---------- Task inputs ----------

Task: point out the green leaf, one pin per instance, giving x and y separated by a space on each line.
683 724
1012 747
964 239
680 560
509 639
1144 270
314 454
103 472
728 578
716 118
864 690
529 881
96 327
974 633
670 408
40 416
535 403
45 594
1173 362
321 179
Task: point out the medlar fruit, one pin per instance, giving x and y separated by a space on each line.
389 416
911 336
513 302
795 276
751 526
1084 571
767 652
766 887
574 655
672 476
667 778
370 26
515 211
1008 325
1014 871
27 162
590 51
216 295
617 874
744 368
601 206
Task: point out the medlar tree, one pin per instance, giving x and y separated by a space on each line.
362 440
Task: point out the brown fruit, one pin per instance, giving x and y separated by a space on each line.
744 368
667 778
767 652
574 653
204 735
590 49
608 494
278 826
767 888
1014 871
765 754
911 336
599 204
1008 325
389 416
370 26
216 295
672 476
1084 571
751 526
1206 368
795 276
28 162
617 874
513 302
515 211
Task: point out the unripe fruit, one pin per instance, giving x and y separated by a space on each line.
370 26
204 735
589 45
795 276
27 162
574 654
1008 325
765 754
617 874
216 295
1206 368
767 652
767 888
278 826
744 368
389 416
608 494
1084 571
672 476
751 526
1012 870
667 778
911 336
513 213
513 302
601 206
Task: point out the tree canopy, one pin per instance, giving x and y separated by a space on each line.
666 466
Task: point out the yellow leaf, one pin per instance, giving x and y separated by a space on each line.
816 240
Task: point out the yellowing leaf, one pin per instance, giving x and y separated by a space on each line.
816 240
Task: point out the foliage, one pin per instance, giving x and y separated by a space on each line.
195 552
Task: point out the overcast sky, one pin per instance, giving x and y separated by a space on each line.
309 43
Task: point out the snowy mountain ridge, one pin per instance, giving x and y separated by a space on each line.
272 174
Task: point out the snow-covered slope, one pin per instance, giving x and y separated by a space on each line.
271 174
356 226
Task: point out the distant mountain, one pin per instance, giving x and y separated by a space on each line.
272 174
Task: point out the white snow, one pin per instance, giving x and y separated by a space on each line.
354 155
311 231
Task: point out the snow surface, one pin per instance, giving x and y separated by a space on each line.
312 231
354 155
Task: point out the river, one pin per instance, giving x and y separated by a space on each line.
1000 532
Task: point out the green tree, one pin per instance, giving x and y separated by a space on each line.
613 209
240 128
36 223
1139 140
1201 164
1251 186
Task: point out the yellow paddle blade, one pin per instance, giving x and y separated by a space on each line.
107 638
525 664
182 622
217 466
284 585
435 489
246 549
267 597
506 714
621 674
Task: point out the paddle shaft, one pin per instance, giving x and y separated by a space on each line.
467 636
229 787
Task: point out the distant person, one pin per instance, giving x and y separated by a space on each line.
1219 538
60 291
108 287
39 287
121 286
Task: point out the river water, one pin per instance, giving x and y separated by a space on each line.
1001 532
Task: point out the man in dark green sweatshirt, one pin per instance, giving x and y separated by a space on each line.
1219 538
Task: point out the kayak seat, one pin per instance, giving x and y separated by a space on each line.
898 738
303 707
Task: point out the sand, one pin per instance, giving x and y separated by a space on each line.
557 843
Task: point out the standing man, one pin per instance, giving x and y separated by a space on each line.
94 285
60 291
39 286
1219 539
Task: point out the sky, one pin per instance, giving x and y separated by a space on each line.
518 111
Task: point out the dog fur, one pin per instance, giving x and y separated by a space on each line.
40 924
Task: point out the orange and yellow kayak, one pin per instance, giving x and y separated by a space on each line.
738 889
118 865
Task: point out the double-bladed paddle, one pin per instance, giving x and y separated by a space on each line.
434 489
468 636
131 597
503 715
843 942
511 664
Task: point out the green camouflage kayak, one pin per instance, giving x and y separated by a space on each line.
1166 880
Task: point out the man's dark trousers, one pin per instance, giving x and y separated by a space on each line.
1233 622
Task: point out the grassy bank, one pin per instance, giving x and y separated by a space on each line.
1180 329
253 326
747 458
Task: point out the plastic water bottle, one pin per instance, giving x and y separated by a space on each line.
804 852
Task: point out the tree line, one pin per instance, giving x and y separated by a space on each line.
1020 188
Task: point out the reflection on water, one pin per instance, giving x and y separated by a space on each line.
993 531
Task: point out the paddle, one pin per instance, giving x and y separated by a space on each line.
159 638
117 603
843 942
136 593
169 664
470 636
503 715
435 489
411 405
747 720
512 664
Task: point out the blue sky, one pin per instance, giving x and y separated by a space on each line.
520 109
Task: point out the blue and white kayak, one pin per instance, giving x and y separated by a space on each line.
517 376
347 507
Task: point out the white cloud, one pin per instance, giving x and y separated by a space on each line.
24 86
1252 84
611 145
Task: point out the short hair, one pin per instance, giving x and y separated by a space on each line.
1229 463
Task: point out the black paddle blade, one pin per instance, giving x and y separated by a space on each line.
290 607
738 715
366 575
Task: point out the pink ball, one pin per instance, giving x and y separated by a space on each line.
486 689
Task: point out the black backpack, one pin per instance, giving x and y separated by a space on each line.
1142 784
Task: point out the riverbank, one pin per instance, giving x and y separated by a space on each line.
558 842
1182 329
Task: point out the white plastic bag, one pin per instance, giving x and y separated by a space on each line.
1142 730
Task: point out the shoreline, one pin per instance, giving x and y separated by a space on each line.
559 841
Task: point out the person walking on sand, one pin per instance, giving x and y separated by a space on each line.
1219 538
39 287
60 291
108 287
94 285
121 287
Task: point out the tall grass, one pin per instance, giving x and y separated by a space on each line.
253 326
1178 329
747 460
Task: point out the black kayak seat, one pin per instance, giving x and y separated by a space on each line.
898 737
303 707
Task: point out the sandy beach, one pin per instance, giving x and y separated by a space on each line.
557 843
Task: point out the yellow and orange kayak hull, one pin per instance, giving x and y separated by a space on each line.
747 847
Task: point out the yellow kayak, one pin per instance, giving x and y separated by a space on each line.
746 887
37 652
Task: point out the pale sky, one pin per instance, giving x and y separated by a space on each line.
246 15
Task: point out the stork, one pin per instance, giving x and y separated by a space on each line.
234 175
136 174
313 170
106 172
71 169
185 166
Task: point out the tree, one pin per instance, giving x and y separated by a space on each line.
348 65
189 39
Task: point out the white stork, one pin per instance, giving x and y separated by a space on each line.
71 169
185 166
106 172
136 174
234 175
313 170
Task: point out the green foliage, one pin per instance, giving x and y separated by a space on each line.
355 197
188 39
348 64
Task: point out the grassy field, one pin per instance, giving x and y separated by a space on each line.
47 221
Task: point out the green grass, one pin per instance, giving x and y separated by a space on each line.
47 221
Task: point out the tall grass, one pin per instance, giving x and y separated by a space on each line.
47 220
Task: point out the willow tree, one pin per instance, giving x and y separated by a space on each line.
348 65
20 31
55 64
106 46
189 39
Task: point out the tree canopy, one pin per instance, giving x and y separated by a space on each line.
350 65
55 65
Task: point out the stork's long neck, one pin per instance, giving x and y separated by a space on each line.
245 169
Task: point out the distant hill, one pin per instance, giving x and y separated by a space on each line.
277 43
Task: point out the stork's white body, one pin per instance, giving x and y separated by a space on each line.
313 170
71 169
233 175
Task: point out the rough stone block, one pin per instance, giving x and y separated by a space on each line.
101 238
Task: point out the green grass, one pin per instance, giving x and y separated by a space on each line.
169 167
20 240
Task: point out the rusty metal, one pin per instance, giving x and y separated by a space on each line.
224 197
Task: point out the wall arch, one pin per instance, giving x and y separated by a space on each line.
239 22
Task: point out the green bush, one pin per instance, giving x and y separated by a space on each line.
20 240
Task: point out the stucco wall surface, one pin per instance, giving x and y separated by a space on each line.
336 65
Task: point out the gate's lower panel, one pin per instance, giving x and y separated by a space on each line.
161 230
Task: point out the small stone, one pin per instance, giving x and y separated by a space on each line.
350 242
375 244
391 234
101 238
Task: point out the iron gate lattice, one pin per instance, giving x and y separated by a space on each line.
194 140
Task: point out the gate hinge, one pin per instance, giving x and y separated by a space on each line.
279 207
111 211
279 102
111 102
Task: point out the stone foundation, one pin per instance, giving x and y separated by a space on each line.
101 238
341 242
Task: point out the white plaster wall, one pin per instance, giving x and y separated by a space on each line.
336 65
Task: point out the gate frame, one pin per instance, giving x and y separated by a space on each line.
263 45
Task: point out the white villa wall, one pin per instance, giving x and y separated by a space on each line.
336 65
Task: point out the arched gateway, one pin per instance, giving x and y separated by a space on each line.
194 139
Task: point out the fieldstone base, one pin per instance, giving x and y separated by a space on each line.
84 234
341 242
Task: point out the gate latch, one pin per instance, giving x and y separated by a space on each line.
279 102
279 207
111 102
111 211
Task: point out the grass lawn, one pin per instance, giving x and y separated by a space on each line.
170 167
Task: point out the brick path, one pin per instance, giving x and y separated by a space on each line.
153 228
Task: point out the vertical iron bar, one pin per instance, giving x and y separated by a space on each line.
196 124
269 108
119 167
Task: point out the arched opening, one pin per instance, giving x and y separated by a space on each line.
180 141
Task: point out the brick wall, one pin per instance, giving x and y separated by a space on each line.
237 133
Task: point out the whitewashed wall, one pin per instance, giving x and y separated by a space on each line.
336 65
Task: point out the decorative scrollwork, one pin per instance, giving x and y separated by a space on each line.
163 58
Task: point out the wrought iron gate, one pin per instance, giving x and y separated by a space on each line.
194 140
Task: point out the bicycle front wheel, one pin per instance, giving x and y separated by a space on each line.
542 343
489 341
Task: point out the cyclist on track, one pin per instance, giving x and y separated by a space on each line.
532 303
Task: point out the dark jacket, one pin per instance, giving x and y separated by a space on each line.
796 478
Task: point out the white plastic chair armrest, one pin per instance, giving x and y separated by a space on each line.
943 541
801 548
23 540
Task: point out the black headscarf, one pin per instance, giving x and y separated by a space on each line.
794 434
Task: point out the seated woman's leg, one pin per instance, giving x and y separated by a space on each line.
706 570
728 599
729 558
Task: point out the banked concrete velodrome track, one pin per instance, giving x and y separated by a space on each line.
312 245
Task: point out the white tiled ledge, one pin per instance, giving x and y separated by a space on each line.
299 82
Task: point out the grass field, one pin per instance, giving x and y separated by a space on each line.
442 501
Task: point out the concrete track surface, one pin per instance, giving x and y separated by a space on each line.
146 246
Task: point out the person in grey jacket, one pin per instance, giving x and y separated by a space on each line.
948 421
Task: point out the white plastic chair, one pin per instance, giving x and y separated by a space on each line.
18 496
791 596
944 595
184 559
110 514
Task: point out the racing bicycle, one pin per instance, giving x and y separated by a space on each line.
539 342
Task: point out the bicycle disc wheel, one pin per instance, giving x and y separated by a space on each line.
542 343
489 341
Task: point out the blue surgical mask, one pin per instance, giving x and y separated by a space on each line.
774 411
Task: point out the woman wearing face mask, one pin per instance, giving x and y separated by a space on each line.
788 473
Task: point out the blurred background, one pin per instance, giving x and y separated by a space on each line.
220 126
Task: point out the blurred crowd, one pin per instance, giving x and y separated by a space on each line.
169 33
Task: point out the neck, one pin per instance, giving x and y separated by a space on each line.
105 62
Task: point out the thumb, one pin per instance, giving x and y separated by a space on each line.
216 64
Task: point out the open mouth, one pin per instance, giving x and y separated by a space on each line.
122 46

----------

Work to be completed:
Up to and including the last line above, starting with the line that contains "Task: point out the banked", return each line exactly and nothing else.

Output:
Task: point out the banked concrete velodrome track, one pin per instance, giving x and y separated by a space on each line.
312 245
Task: point out the white tiled ledge, one pin per instance, giving x and y separated by a space on each line.
299 82
Task: point out the grass field, one pin per instance, giving x and y separated by a space on each line.
442 501
Task: point out the concrete track surface, one pin per instance, giving x and y separated by a space on each line.
146 246
Task: point out the person in grey jacket, one pin per instance, giving x and y separated by a space on each line.
948 421
Task: point out the white plastic chair, one pin per instance, giving x and y separated by a space on each line.
18 496
791 596
944 595
184 559
110 514
Task: point out the racing bicycle, one pin per instance, giving x and y separated by a space on each line.
539 342
Task: point out the bicycle disc wheel, one pin per instance, giving x and y separated by a space on each line.
542 343
489 341
Task: point out the blue surgical mask, one pin per instance, giving x and y separated by a space on each line.
774 411
Task: point out the woman wearing face mask, one pin per instance, giving x and y separated by a space on each line.
788 473
Task: point out the blurred background, one pin per instance, giving x and y separated by a space on each line.
220 126
Task: point out the blurred crowd, one pin per instance, giving x and y separated by a space on each line.
169 33
Task: point out the neck, one pin per instance, giving x and y separated by a space on each line.
105 62
Task: point out the thumb, one pin per instance, giving x and y separated by a space on each line.
216 64
Task: point out the open mouth, one pin per instance, giving x and y separated by a space on each line.
122 46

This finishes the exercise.